## Exercise task:
Please rewrite the records, changing "be seen here" to "be found here" everywhere and keeping every other word the same. Leave the pictures out of your answer.

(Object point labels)
######

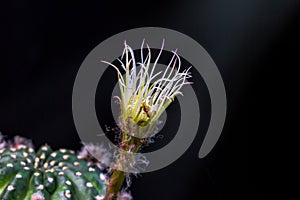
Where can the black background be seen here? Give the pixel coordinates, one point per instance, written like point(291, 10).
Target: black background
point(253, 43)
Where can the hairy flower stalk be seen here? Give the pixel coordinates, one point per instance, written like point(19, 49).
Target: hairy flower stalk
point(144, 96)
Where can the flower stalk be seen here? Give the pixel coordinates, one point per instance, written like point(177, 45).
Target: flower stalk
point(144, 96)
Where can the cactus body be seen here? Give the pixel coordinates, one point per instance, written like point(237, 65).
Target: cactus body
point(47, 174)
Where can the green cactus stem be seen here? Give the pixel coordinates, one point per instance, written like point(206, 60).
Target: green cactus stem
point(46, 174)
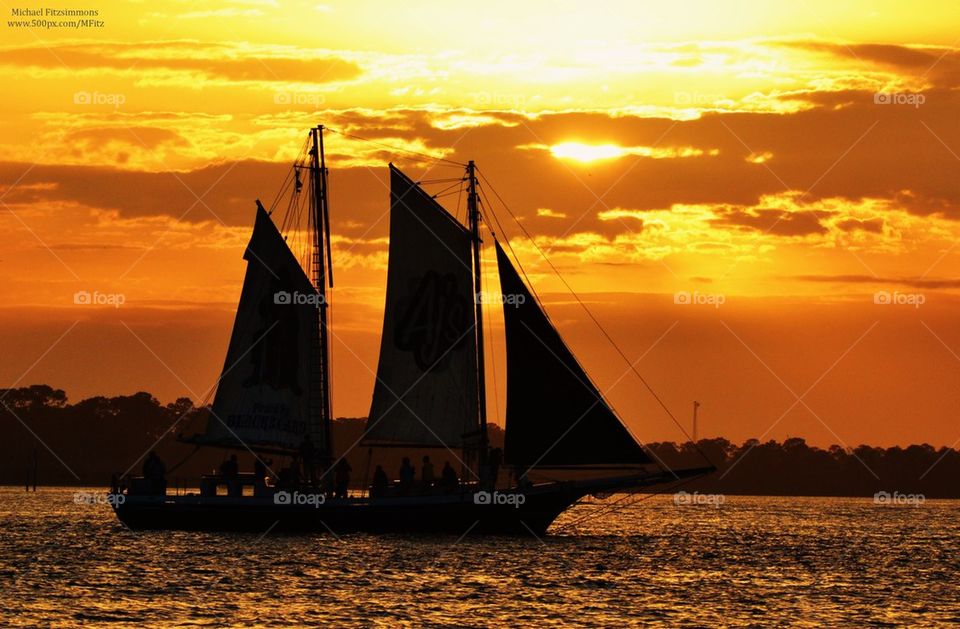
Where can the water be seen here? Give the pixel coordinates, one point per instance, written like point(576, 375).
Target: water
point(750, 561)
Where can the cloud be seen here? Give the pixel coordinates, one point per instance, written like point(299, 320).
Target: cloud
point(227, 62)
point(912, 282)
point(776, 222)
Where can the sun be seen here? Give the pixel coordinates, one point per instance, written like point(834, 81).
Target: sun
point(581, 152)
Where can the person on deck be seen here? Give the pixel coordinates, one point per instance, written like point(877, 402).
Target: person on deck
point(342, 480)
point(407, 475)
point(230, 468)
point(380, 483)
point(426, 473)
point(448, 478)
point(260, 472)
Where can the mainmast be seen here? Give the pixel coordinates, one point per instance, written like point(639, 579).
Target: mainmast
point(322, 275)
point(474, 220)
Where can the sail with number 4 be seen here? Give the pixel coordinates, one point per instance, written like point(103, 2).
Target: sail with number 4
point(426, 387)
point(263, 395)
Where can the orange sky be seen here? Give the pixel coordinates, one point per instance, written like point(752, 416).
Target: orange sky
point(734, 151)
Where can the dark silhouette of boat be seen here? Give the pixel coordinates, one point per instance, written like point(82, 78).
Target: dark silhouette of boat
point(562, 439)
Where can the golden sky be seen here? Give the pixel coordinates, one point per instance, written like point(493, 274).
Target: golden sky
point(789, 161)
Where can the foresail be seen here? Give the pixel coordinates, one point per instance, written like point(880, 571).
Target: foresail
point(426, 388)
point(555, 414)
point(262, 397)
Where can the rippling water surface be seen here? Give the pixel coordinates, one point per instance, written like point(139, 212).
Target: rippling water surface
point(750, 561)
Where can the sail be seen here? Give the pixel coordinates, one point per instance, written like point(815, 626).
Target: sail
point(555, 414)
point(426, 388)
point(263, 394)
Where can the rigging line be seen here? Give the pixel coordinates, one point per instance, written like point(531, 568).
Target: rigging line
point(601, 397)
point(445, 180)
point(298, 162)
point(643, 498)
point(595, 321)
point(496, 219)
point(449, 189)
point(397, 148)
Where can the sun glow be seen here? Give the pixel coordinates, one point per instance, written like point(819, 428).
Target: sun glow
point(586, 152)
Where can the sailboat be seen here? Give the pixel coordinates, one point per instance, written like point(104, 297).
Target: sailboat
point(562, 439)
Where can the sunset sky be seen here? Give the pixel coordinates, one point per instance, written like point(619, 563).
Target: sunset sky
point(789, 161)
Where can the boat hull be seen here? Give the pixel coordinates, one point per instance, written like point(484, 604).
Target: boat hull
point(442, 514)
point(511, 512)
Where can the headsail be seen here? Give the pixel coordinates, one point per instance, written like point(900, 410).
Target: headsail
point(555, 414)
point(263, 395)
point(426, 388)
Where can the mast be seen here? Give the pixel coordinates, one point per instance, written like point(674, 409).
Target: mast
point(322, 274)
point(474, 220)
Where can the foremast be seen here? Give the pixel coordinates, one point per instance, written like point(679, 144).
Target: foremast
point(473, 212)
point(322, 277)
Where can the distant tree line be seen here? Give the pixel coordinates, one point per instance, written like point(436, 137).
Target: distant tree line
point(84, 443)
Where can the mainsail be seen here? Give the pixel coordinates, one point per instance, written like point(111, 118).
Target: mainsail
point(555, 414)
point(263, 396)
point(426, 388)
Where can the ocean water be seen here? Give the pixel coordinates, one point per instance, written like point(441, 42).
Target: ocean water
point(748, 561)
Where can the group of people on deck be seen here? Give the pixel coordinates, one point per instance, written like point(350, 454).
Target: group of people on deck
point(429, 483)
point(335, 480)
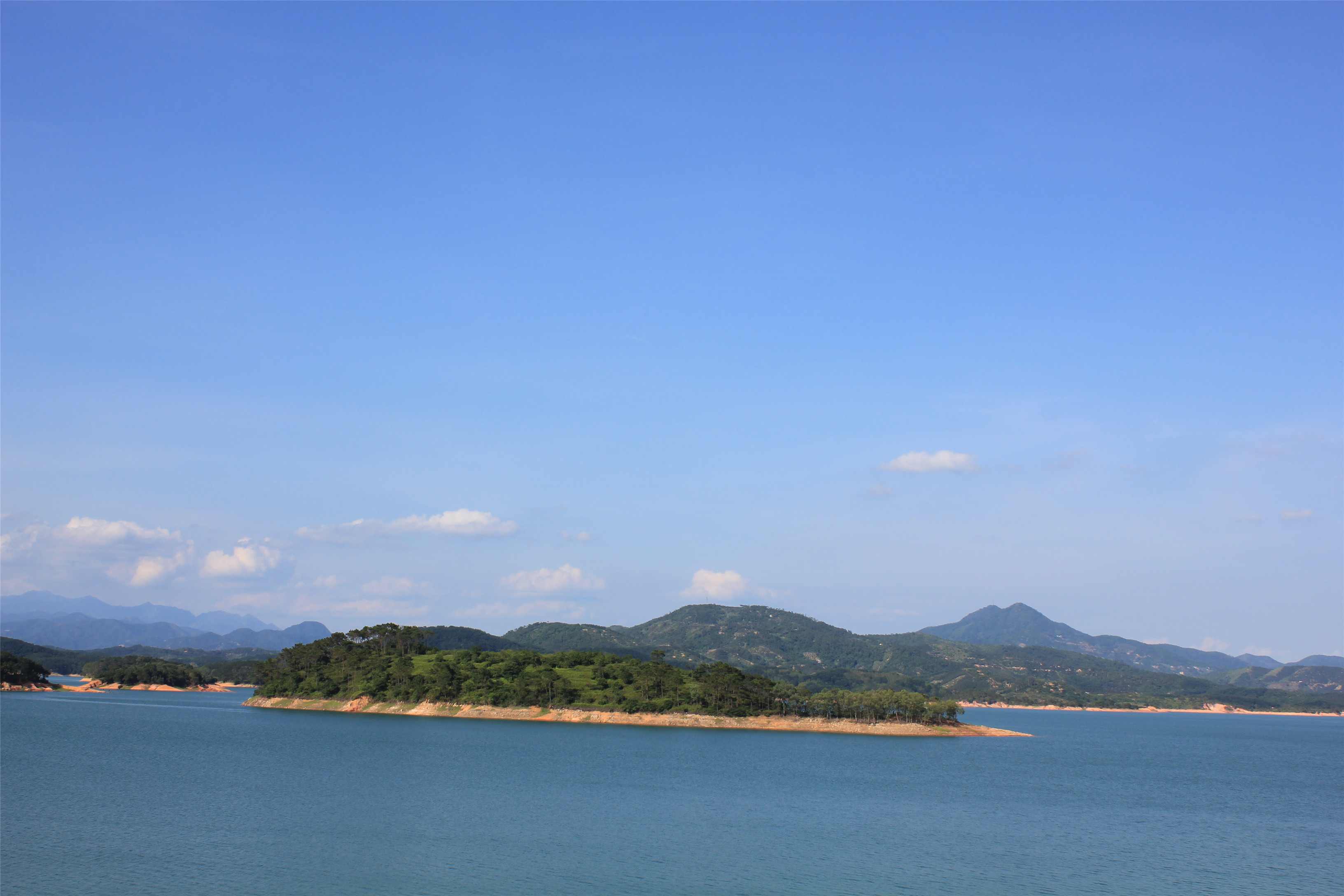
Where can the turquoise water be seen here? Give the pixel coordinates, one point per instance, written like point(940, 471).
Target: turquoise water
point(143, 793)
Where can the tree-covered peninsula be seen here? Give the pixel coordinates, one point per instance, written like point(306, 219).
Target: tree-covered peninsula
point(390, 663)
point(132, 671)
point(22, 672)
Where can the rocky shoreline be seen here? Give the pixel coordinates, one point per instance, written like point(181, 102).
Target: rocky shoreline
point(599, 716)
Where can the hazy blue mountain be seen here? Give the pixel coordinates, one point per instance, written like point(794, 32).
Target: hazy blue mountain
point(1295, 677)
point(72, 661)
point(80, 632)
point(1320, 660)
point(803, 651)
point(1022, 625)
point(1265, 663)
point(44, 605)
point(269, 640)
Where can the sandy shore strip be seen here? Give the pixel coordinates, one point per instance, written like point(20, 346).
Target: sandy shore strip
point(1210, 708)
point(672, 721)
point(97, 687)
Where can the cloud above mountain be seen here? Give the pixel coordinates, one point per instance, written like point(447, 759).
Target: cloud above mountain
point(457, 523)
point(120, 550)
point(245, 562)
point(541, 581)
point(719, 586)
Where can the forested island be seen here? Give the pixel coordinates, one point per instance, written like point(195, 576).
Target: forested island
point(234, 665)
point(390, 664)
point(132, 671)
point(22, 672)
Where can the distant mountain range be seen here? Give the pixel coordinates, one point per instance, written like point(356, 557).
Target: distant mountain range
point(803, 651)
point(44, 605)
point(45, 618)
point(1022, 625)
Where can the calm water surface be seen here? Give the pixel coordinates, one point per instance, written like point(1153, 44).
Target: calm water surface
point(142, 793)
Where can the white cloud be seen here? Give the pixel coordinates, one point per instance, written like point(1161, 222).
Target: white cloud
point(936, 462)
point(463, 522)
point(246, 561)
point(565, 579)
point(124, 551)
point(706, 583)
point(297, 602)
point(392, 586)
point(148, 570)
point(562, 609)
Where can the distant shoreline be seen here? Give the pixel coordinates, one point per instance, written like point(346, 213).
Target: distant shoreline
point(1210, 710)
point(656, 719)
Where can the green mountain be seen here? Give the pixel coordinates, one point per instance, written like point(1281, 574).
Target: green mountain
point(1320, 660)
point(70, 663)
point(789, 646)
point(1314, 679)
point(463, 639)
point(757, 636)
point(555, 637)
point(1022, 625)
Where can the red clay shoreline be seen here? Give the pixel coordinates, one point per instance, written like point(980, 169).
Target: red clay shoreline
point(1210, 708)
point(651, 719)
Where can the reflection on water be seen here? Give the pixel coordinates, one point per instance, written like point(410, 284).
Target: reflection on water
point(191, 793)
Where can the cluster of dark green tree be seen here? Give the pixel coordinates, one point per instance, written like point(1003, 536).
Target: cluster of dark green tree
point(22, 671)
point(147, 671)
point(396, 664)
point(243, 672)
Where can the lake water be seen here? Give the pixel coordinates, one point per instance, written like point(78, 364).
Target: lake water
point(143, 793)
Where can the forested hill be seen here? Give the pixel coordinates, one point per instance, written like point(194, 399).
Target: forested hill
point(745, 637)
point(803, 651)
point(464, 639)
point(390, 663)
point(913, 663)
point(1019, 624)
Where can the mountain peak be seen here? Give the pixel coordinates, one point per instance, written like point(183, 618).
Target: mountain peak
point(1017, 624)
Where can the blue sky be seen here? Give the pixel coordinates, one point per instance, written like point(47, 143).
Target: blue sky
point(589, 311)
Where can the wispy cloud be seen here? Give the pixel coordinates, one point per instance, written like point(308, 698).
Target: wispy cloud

######

## Complete answer:
Where can the black background be found here? Give the pixel coordinates, one point per instance, written like point(291, 10).
Target: black background
point(253, 43)
Where can the hairy flower stalk be found here? Give the pixel coordinates, one point per instance, written like point(19, 49).
Target: hairy flower stalk
point(144, 96)
Where can the flower stalk be found here? Give the pixel coordinates, one point per instance, written like point(177, 45).
Target: flower stalk
point(144, 96)
Where can the cactus body be found here? Give the pixel coordinates, one point per instance, written like point(237, 65).
Target: cactus body
point(47, 174)
Where can the green cactus stem be found here? Give the pixel coordinates, one point per instance, written like point(206, 60).
Target: green cactus stem
point(46, 174)
Where can the water be found here? Give the pixel coordinates, one point per instance, written like point(576, 375).
Target: water
point(750, 561)
Where can the cloud be found here? Give the pixel coordinates, one point per instance, written like point(299, 320).
Target: cloud
point(227, 62)
point(912, 282)
point(776, 222)
Where can the sun be found here? Give the pixel coordinates, one point per instance, written like point(834, 81).
Target: sun
point(581, 152)
Where can the person on deck be found here? Give the pixel coordinates, one point per instance, written like point(877, 402).
Target: person on deck
point(342, 480)
point(407, 475)
point(230, 468)
point(380, 483)
point(426, 473)
point(448, 478)
point(260, 472)
Where can the mainmast be found here? Give the pixel coordinates, one point per instance, written like point(639, 579).
Target: mainmast
point(322, 275)
point(474, 220)
Where can the sail with number 4 be found here? Give the pixel coordinates, one point per instance, written like point(103, 2).
Target: sail with number 4
point(426, 387)
point(263, 395)
Where can the orange sky be found here? Give the pixel coordinates, one point per instance, written like point(752, 416).
Target: orange sky
point(734, 151)
Where can the dark silhouette of boat be found here? Give the pixel coordinates, one point per instance, written like point(82, 78).
Target: dark silhouette of boat
point(562, 439)
Where can the golden sky be found here? Give the pixel coordinates, one point per instance, written like point(493, 274).
Target: golden sky
point(789, 161)
Where can the foresail be found here? Give the pixel coordinates, one point per instance, written like point(880, 571).
Target: foresail
point(426, 388)
point(555, 414)
point(262, 397)
Where can the rippling water surface be found here? Give the pixel coordinates, one point per instance, written like point(139, 212).
Target: rippling water surface
point(750, 561)
Where can the sail be found here? Give the pixel coordinates, one point per instance, written like point(815, 626).
Target: sail
point(555, 414)
point(426, 388)
point(263, 394)
Where can the rigging line be found here? Give the pixel coordinates, one point per instance, written like point(531, 568).
Target: rigging line
point(601, 397)
point(445, 180)
point(298, 162)
point(643, 498)
point(595, 321)
point(496, 219)
point(449, 189)
point(397, 148)
Where can the sun glow be found here? Give the pixel coordinates, one point per instance, written like point(819, 428).
Target: sun glow
point(586, 152)
Where can the sailboat be found here? Give the pixel coordinates, one point per instance, written like point(104, 297).
Target: sailboat
point(562, 439)
Where can the sunset sky be found here? Give the pixel coordinates, one point per instance, written like point(619, 563).
Target: sunset sky
point(789, 161)
Where can the boat hull be found here? Give the pixel coordinates, one point per instance, written like point(484, 604).
Target: boat hull
point(442, 514)
point(511, 512)
Where can the headsail be found here? Give the pixel coordinates, one point per instance, written like point(900, 410).
Target: headsail
point(555, 414)
point(263, 395)
point(426, 388)
Where can the mast be found here? Give the pixel coordinates, one point per instance, written like point(674, 409).
Target: mast
point(322, 274)
point(474, 220)
Where can the foremast be found here? Give the pixel coordinates, one point per instance, written like point(679, 144).
Target: foremast
point(473, 212)
point(322, 277)
Where can the distant tree line be found here? Give the pixel coordinates, one point per instance, written like point(436, 137).
Target: distant tree line
point(84, 443)
Where can the mainsail be found here? Give the pixel coordinates, one point per instance, written like point(111, 118).
Target: mainsail
point(555, 414)
point(263, 396)
point(426, 388)
Where can the ocean water be found here? Give the pixel coordinates, one point per instance, written like point(441, 42).
Target: ocean water
point(748, 561)
Where can the group of people on deck be found here? Give the pixel coordinates, one point per instance, written like point(350, 454).
Target: group of people on deck
point(429, 483)
point(335, 480)
Where can the turquoise water be found here? Give the pixel coordinates, one point per instance, written like point(940, 471).
Target: turquoise water
point(143, 793)
Where can the tree-covered peninsula be found here? Give the pixel coordinates, one point per instance, written like point(306, 219).
Target: tree-covered peninsula
point(390, 663)
point(132, 671)
point(22, 672)
Where can the rocky shoreline be found here? Give the pixel coordinates, one point per instance, written like point(181, 102).
Target: rocky shoreline
point(599, 716)
Where can the hazy blue mountain be found here? Give the pixel coordinates, one point per instance, written like point(794, 32).
Target: hazy blue mountain
point(1295, 677)
point(72, 661)
point(80, 632)
point(1320, 660)
point(803, 651)
point(1022, 625)
point(1265, 663)
point(44, 605)
point(269, 640)
Where can the sandy shore strip be found here? Give the pixel coordinates, one point per instance, written like point(20, 346).
Target: sandy shore strip
point(1210, 708)
point(672, 721)
point(97, 687)
Where can the cloud above mountain be found here? Give the pixel coordinates, one point per instance, written like point(447, 759).
Target: cloud above mountain
point(457, 523)
point(120, 550)
point(245, 562)
point(541, 581)
point(719, 586)
Where can the forested island be found here? Give the pixel coordinates, one point per instance, written like point(195, 576).
Target: forested island
point(234, 665)
point(390, 664)
point(132, 671)
point(22, 672)
Where can the distant mountain range be found here? Give the pixel coordinates, one point per instance, written like point(356, 557).
Target: distant mountain range
point(803, 651)
point(44, 605)
point(45, 618)
point(1022, 625)
Where can the calm water surface be found here? Give the pixel coordinates, one point per instance, written like point(1153, 44).
Target: calm water surface
point(142, 793)
Where can the white cloud be found here? Give the pixel coordinates, one point per instance, written like point(1161, 222).
Target: white cloud
point(936, 462)
point(463, 522)
point(246, 561)
point(565, 579)
point(124, 551)
point(706, 583)
point(297, 602)
point(392, 586)
point(148, 570)
point(562, 609)
Where can the distant shoreline be found here? Give the pixel coordinates, one point per instance, written like point(346, 213).
Target: distant shoreline
point(1210, 710)
point(656, 719)
Where can the green mountain be found here? Give the pixel coordinates, one point per instance, written like point(1281, 574).
Target: green mountain
point(1320, 660)
point(70, 663)
point(789, 646)
point(1314, 679)
point(463, 639)
point(757, 636)
point(555, 637)
point(1022, 625)
Where can the red clay shoreline be found here? Give the pixel coordinates, one point per instance, written like point(980, 169).
Target: red clay shoreline
point(1210, 708)
point(651, 719)
Where can the reflection on water be found here? Give the pixel coordinates, one point per instance, written like point(410, 284).
Target: reflection on water
point(191, 793)
Where can the cluster of dark green tree be found here? Give the pixel coordinates, one point per instance, written like point(1003, 536).
Target: cluster of dark green tree
point(22, 671)
point(147, 671)
point(396, 664)
point(243, 672)
Where can the lake water be found here? Give the pixel coordinates, one point per instance, written like point(78, 364).
Target: lake water
point(143, 793)
Where can the forested hill be found here? Give the pixel coordinates, one point per instance, written like point(194, 399).
Target: forested hill
point(745, 637)
point(803, 651)
point(464, 639)
point(390, 663)
point(913, 663)
point(1019, 624)
Where can the mountain peak be found here? Give the pixel coordinates, one point per instance, written like point(183, 618).
Target: mountain peak
point(1017, 624)
Where can the blue sky be found here? Give the pixel coordinates, one point per instance, written like point(47, 143).
Target: blue sky
point(589, 311)
Where can the wispy cloud be found here? Give the pixel coordinates, one point per instance, written like point(308, 698).
Target: wispy cloud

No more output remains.